* Instruction *
Copy exactly the last part of the entries, starting from the line with "Task: confirm every instance of the tree bears" and including the final line.

Recorded data:
---------------

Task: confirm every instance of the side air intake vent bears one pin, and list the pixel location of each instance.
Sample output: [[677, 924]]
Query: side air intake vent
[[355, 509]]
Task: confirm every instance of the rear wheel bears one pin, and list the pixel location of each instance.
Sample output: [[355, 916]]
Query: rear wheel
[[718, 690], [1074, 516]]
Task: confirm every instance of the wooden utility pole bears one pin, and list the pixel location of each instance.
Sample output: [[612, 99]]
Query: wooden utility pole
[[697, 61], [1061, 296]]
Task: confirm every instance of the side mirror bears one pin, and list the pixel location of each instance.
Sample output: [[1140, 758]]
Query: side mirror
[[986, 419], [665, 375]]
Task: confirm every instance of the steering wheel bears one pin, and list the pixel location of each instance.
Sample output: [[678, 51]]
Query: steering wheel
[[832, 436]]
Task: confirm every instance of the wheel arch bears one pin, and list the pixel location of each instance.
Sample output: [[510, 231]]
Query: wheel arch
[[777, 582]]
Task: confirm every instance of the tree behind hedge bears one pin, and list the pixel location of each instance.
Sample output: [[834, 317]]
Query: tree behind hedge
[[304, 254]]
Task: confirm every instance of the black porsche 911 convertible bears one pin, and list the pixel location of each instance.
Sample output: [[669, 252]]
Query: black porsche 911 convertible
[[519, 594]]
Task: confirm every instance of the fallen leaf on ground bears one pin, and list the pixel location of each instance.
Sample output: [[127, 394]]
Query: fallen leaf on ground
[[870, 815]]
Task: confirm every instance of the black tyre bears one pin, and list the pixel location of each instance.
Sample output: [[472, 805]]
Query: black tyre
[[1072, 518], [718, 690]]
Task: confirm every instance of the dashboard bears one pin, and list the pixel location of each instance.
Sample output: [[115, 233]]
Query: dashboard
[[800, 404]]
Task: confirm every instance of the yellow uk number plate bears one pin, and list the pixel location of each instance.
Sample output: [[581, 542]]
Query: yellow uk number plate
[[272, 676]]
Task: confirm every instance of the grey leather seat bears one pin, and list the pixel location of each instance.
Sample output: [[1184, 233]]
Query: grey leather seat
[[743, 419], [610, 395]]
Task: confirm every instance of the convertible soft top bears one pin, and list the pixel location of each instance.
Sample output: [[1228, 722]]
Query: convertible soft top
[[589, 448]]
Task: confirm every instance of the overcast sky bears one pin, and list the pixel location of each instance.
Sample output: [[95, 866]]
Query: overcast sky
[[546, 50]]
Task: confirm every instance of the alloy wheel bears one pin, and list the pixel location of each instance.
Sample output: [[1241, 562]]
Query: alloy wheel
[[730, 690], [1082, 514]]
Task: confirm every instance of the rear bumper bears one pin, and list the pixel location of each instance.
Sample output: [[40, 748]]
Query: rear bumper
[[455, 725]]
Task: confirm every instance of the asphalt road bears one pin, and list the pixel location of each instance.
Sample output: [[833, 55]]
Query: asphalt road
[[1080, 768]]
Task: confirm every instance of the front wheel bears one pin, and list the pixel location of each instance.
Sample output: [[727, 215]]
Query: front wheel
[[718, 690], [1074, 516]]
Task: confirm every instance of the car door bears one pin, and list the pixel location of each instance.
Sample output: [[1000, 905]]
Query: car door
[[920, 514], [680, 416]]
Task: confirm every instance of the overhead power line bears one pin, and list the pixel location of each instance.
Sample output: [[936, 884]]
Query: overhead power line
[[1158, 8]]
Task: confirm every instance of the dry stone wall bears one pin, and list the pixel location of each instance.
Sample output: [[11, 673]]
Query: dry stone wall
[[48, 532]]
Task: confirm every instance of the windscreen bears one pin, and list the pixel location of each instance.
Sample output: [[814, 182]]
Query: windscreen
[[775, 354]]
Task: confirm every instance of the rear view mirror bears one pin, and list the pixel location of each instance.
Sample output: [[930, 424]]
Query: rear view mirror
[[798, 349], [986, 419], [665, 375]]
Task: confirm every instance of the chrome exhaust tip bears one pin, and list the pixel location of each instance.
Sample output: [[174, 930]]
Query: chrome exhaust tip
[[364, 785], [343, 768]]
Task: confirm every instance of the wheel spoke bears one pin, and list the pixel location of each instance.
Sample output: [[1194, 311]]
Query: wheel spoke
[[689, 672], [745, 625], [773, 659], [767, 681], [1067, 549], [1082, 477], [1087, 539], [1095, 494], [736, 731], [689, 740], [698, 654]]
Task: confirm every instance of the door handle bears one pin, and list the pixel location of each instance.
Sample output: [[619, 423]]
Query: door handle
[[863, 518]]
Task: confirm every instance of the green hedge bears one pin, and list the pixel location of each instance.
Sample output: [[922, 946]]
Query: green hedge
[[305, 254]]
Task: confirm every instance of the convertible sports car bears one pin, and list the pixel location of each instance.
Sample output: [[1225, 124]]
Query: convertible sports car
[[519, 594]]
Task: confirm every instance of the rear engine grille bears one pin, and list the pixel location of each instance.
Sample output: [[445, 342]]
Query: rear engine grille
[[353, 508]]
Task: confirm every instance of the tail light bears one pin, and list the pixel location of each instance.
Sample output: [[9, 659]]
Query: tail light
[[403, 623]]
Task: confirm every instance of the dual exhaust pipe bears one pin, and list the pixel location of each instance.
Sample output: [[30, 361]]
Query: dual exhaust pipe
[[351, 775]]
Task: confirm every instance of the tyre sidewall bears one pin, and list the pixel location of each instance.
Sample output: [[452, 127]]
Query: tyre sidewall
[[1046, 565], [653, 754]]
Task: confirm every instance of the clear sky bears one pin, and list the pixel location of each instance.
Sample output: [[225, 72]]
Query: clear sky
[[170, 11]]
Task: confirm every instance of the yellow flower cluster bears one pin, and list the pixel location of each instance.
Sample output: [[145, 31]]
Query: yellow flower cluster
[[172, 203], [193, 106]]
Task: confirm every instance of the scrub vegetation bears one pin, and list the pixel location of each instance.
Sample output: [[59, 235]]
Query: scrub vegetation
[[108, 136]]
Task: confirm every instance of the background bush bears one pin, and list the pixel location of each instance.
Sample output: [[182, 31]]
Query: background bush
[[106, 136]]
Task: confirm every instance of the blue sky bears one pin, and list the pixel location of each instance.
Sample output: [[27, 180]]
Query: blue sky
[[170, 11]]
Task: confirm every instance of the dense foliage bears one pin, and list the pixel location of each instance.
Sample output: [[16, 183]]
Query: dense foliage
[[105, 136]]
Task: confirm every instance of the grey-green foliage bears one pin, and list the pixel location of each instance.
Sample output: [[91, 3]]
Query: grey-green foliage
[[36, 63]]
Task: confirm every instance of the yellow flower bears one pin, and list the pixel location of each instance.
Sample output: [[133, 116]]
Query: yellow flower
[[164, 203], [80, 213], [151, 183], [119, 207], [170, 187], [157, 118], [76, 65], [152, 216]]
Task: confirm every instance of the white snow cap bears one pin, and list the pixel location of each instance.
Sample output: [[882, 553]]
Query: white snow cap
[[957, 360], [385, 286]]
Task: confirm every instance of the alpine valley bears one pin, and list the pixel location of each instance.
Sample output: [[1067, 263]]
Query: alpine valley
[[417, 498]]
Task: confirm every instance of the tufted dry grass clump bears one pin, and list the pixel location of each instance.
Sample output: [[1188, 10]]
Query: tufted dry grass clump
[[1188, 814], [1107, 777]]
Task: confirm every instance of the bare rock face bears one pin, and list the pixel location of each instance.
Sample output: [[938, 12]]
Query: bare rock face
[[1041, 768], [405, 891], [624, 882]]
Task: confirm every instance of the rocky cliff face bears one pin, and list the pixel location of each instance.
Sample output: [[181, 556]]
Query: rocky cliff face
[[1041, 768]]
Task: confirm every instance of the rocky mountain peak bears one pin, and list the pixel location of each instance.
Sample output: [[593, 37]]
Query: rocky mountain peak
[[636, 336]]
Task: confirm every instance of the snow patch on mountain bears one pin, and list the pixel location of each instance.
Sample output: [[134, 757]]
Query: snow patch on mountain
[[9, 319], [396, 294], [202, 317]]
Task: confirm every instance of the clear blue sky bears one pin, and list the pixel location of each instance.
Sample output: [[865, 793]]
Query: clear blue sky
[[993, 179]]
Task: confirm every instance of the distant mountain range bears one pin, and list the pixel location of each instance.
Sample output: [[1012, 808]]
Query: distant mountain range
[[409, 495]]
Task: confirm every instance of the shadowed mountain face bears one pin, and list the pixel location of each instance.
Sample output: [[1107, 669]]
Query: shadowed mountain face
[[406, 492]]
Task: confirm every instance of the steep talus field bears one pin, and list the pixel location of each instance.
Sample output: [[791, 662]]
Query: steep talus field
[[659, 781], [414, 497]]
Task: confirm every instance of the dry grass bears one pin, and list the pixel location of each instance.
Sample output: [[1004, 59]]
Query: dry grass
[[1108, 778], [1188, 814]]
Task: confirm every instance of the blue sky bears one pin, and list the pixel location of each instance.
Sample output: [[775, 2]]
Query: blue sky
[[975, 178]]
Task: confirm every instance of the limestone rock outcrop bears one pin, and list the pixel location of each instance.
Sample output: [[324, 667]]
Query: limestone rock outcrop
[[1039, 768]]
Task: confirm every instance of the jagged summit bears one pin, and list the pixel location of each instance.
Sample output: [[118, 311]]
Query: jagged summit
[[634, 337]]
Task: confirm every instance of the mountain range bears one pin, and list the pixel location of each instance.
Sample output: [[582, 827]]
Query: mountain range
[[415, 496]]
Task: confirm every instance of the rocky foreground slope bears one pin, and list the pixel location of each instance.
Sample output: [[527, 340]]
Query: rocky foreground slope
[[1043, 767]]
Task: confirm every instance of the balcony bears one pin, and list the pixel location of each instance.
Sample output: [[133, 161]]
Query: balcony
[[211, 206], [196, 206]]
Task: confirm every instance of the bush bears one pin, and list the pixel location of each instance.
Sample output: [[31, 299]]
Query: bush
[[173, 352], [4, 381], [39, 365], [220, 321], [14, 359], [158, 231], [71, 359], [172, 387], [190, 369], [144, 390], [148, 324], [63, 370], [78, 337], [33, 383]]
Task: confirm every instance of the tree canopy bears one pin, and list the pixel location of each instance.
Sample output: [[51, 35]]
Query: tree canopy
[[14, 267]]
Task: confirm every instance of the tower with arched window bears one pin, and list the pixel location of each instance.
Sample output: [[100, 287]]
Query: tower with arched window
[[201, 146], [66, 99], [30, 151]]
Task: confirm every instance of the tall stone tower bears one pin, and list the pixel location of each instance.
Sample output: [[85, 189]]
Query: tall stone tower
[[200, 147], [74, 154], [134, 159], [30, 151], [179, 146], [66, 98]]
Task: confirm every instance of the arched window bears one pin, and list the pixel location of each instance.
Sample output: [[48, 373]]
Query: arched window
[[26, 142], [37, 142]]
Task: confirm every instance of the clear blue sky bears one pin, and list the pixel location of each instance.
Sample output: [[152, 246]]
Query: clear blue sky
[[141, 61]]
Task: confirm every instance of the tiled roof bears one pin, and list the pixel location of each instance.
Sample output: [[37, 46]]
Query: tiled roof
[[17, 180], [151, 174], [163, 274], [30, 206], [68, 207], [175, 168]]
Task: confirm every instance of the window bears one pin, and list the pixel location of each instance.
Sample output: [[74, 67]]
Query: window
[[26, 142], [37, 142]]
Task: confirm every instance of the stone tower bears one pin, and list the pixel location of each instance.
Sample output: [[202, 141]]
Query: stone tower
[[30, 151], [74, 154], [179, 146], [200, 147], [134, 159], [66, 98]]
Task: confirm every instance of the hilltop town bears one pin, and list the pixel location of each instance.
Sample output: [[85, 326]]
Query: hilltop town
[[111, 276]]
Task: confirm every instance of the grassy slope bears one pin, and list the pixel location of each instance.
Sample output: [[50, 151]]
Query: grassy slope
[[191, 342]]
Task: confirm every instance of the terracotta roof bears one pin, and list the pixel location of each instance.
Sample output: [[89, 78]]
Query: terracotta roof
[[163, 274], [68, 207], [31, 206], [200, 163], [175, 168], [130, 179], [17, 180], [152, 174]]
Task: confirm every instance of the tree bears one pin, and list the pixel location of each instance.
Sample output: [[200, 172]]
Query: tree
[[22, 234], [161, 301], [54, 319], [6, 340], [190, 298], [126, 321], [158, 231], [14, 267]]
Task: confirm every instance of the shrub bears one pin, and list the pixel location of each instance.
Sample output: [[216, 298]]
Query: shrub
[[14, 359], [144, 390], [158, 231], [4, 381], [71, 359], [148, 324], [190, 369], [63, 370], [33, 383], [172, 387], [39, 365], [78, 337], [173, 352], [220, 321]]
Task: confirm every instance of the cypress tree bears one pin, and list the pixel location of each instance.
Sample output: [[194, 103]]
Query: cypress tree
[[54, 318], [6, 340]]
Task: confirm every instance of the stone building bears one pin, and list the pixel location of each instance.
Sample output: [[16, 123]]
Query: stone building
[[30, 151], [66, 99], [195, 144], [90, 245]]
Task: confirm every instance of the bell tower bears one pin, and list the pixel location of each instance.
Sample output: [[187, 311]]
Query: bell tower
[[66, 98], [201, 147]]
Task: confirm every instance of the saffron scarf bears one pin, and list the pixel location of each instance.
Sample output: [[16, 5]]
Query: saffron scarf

---------------

* Response to this exercise *
Task: confirm every instance of the tree bears one pin, and list the pixel location of each instance.
Sample output: [[200, 172]]
Query: tree
[[22, 234], [161, 301], [54, 319], [6, 340], [190, 298], [126, 321], [158, 231], [14, 267]]
Task: confirm every instance of the shrub bears one pin, and list the pixel location of each instance.
Sample output: [[216, 298]]
Query: shrub
[[14, 359], [144, 390], [158, 231], [4, 381], [71, 359], [148, 324], [190, 369], [63, 370], [33, 383], [172, 387], [39, 365], [78, 337], [173, 352], [220, 321]]
Task: confirm every instance of the cypress tree bears one pin, and list the pixel location of each instance.
Sample output: [[194, 103]]
Query: cypress tree
[[54, 318], [6, 340]]
Task: confirm every instance of the stone building bears one pin, and list the pixel location of each instance.
Sample output: [[16, 123]]
Query: stone building
[[30, 151], [66, 99], [195, 144], [90, 245]]
Task: confirm every instance of the bell tower bears one pin, and list the pixel location of each instance.
Sample output: [[187, 311]]
Query: bell tower
[[66, 98], [201, 147]]
Task: confirm every instance of the saffron scarf bears one pin, and list the pixel location of each instance.
Sample output: [[16, 5]]
Query: saffron scarf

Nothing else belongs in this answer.